ROWS
-------------------------

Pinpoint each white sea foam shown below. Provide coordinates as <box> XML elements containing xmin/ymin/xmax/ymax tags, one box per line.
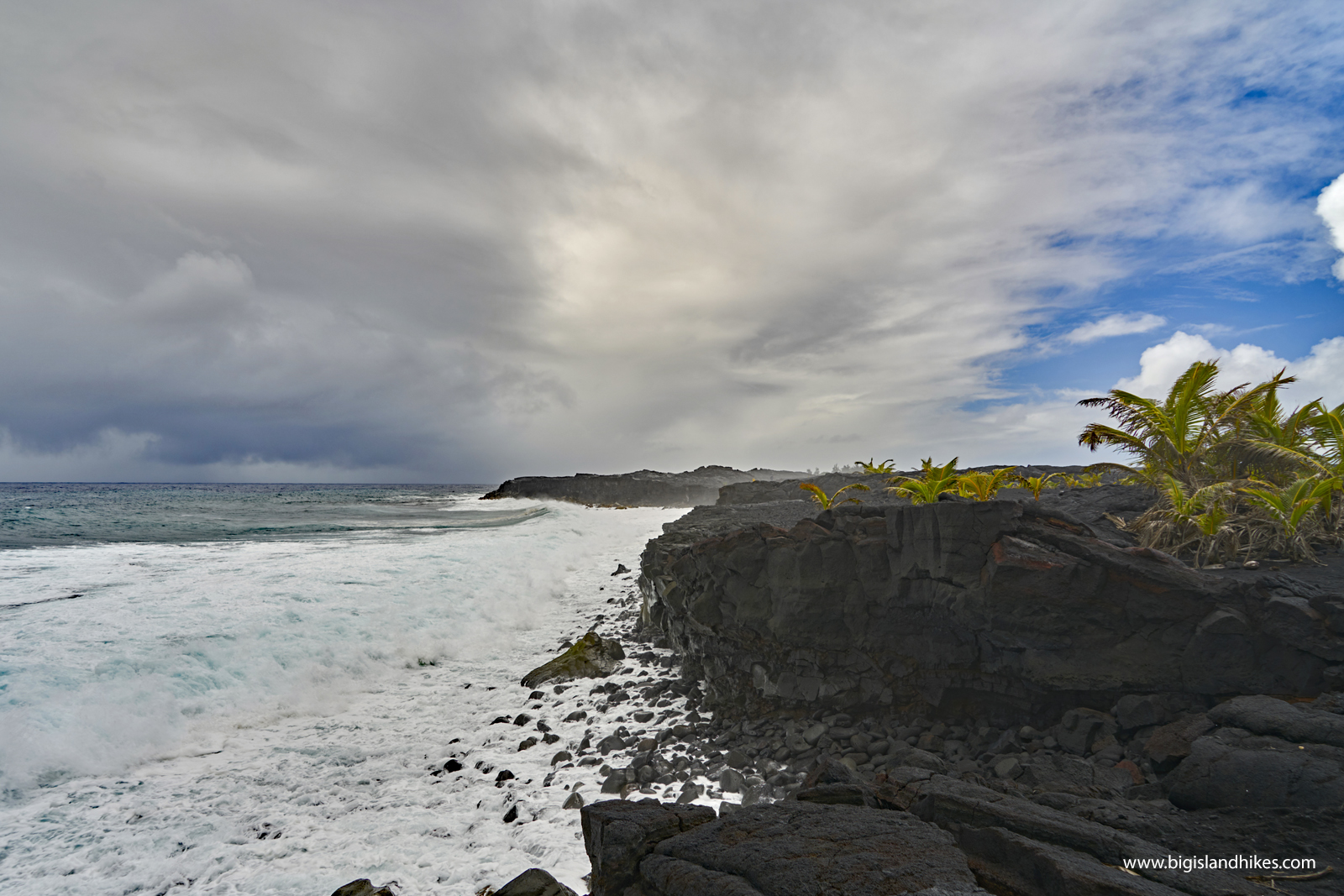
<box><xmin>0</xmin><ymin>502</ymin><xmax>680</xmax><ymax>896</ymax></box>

-------------------------

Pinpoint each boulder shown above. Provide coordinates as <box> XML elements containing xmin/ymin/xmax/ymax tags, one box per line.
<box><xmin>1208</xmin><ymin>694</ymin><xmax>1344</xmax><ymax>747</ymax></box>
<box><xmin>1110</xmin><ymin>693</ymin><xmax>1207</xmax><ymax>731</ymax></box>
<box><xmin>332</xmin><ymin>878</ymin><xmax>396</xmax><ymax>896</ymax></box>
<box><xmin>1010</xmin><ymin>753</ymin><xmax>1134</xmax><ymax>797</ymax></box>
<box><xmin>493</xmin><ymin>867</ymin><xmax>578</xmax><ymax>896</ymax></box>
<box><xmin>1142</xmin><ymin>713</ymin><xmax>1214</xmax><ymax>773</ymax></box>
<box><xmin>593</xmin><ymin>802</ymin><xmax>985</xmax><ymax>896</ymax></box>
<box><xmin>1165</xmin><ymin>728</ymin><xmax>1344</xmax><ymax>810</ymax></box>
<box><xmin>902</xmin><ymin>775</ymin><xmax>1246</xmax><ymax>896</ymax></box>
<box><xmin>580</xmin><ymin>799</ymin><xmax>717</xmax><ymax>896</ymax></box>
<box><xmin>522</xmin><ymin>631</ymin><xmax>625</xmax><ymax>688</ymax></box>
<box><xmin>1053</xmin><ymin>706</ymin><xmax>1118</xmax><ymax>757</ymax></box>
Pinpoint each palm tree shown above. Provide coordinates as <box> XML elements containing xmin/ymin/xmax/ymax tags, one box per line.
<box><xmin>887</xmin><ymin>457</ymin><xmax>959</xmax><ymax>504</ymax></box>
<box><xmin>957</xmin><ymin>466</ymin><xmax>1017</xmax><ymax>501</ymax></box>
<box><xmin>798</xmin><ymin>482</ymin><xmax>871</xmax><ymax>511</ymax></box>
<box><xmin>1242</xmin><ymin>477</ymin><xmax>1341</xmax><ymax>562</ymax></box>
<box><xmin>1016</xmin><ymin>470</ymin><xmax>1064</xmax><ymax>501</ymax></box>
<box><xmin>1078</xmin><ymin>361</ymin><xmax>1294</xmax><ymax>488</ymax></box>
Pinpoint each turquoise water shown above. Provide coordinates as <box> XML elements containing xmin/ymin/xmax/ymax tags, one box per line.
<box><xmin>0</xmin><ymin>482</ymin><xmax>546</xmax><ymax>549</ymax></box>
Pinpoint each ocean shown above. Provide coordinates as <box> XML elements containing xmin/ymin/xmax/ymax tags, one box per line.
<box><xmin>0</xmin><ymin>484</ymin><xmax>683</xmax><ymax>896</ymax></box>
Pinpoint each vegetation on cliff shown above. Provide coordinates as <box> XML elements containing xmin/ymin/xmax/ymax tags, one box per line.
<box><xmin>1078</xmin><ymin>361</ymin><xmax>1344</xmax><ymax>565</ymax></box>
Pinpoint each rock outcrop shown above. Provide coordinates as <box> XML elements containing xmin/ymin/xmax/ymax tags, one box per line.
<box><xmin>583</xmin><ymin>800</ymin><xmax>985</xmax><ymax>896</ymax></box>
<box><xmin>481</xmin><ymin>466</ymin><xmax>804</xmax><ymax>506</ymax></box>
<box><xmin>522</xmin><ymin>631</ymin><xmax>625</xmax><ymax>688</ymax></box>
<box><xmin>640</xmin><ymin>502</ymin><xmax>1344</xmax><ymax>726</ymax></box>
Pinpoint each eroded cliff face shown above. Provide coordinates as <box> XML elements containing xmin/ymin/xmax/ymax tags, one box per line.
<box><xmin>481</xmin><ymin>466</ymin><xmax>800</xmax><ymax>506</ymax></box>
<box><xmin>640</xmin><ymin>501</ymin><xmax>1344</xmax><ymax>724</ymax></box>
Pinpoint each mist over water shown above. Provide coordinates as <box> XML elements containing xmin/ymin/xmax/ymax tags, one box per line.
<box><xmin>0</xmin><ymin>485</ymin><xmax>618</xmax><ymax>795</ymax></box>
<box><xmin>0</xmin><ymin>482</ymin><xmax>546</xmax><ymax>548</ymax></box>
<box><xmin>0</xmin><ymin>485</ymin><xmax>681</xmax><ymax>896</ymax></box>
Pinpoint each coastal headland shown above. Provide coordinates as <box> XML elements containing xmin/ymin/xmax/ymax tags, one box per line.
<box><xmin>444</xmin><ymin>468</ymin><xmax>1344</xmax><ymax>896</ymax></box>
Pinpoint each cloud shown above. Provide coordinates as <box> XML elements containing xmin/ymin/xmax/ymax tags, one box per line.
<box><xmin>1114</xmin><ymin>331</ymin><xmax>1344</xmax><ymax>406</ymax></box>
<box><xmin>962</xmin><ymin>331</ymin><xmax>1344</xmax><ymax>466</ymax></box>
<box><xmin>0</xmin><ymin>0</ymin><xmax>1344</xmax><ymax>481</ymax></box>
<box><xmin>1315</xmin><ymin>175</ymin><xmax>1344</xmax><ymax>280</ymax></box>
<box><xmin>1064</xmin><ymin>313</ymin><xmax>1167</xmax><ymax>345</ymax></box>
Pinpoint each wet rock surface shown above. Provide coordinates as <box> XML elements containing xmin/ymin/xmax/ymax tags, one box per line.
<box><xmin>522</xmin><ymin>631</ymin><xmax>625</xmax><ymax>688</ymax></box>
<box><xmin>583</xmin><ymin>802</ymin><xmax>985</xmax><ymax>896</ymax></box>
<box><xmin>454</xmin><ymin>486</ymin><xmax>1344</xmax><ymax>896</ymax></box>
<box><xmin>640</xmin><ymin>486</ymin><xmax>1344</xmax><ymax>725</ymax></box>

-------------------------

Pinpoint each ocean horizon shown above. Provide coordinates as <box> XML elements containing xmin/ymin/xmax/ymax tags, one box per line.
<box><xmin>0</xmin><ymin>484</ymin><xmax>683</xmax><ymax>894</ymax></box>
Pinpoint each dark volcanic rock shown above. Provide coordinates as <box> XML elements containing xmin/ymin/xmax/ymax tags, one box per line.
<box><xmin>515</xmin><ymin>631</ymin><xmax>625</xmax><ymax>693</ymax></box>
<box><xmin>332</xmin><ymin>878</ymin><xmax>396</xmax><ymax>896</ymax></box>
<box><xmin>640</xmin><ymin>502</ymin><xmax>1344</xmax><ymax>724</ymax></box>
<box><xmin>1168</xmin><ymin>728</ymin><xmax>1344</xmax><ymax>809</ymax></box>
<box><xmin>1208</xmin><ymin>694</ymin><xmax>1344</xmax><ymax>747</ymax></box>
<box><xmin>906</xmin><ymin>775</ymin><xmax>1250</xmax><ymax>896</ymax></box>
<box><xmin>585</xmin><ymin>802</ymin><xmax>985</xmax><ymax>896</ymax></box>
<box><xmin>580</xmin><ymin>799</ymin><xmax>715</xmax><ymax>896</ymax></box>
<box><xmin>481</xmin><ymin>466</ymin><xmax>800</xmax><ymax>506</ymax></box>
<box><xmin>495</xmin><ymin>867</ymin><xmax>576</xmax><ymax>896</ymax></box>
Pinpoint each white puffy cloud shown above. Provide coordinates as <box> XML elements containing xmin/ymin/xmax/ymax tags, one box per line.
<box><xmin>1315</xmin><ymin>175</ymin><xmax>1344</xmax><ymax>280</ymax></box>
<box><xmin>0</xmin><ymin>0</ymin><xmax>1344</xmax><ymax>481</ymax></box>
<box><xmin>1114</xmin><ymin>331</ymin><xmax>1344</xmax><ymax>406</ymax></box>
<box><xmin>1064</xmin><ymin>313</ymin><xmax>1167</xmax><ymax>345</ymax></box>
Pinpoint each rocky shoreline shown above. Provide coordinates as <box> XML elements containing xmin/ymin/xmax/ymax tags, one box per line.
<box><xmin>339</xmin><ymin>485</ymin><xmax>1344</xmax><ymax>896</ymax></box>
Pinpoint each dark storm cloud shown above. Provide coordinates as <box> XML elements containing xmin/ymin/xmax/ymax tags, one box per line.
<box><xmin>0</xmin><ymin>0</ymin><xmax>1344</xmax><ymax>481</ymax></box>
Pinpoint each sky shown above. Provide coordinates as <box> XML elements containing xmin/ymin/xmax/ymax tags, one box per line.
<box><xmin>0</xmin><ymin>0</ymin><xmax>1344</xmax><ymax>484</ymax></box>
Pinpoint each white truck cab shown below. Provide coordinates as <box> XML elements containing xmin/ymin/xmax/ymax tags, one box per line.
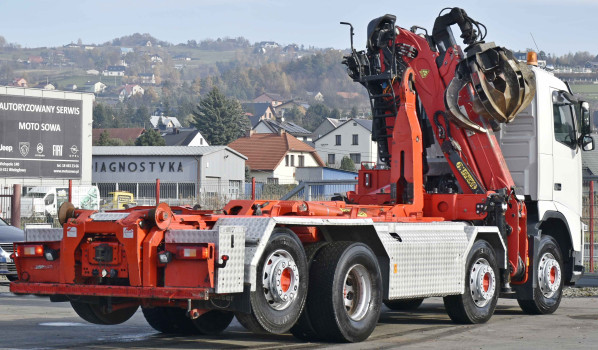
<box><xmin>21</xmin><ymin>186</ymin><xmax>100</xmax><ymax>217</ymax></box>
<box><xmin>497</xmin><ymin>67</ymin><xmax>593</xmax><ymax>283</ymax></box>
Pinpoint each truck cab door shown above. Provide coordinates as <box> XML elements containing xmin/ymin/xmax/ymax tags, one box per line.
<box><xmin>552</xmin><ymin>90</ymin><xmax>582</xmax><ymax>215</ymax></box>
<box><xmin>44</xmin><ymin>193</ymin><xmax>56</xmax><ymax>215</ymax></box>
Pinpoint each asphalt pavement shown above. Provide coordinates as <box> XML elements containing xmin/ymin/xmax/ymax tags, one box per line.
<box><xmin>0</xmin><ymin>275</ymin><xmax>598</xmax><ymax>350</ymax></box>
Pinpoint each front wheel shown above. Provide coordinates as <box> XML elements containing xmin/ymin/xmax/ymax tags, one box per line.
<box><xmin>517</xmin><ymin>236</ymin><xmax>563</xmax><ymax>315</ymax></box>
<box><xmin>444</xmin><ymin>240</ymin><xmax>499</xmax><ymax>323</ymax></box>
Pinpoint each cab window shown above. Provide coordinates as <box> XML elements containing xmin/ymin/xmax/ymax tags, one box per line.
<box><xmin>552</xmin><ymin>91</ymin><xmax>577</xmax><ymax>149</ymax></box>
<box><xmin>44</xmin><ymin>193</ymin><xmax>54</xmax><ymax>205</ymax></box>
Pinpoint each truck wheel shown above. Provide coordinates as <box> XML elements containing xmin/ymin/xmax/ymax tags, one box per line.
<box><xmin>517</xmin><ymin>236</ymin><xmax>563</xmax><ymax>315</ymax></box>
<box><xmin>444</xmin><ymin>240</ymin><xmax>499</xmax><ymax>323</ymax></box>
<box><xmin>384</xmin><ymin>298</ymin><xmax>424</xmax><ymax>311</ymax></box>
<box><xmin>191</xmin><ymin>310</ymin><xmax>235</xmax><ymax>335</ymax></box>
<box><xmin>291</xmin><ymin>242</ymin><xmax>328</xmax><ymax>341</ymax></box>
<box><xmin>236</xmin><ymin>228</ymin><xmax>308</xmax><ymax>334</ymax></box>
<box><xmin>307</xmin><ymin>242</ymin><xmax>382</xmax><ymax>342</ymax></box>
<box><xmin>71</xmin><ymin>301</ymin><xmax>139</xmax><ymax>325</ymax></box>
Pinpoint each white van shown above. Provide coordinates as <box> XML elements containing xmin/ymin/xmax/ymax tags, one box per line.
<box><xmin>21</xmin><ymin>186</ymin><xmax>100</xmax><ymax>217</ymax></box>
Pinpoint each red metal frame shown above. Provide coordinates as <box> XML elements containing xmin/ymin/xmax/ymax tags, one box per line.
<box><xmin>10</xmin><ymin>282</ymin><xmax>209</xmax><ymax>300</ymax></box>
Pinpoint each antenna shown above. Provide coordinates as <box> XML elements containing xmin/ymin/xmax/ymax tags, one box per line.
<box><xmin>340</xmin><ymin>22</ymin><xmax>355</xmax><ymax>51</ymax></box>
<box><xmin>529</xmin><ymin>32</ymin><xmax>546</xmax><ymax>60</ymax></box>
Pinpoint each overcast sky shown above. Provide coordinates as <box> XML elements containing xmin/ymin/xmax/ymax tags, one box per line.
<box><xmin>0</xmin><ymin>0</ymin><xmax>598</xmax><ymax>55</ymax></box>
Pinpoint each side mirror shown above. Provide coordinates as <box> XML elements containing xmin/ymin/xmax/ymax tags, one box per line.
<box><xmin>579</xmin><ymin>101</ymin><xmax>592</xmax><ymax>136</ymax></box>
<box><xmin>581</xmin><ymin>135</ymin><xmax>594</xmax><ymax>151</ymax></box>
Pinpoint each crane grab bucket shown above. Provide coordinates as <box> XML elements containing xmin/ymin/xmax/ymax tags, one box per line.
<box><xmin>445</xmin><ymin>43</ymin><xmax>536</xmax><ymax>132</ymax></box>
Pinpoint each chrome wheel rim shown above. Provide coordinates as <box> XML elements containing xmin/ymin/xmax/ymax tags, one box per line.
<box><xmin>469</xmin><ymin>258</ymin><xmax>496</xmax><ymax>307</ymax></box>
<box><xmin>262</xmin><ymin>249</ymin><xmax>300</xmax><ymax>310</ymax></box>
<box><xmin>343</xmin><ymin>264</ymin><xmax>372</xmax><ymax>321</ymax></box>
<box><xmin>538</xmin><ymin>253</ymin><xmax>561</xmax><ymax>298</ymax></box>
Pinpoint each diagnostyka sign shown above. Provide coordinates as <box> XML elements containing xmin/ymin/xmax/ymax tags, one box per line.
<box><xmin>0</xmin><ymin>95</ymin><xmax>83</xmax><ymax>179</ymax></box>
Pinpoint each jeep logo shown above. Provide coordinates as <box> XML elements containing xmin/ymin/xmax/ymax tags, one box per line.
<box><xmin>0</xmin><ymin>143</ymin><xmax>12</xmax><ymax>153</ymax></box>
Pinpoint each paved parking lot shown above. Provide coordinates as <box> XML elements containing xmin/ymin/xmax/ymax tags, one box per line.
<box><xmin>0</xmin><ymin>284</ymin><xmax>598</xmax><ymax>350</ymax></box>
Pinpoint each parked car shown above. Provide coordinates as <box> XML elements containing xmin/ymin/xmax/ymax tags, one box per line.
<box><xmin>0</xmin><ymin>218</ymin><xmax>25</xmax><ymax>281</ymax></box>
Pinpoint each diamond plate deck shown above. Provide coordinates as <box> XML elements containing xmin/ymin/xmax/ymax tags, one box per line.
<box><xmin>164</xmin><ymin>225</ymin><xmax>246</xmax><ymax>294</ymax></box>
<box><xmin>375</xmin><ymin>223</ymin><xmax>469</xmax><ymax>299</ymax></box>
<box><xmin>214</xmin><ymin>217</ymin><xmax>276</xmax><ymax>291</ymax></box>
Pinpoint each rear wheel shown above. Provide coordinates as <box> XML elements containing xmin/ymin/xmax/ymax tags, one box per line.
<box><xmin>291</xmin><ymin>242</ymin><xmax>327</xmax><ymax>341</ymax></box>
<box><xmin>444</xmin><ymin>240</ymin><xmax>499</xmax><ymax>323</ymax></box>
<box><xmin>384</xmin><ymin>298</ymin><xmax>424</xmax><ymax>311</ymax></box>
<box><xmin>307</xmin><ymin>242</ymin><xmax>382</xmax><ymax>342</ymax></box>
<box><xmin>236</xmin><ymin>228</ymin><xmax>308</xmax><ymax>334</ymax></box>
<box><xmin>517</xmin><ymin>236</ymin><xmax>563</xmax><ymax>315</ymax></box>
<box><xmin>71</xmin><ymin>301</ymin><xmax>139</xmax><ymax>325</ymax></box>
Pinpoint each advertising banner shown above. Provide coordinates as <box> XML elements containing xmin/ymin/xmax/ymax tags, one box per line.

-------------------------

WHAT YOU NEED TO DO
Find and copy every line of the items that contains the string "cloud". Matching is case-sensitive.

TASK SOLUTION
Pinpoint each cloud shown above. Provide coordinates as <box> XML elements containing xmin/ymin/xmax/ymax tags, one box per line.
Pinpoint each white puffy cloud shown above. Provide coordinates as <box> XML elements containing xmin/ymin/xmax/ymax tags, one box per line.
Pinpoint each dark storm cloud shown above. Provide coordinates as <box> XML elements containing xmin/ymin/xmax/ymax tags, one box per line.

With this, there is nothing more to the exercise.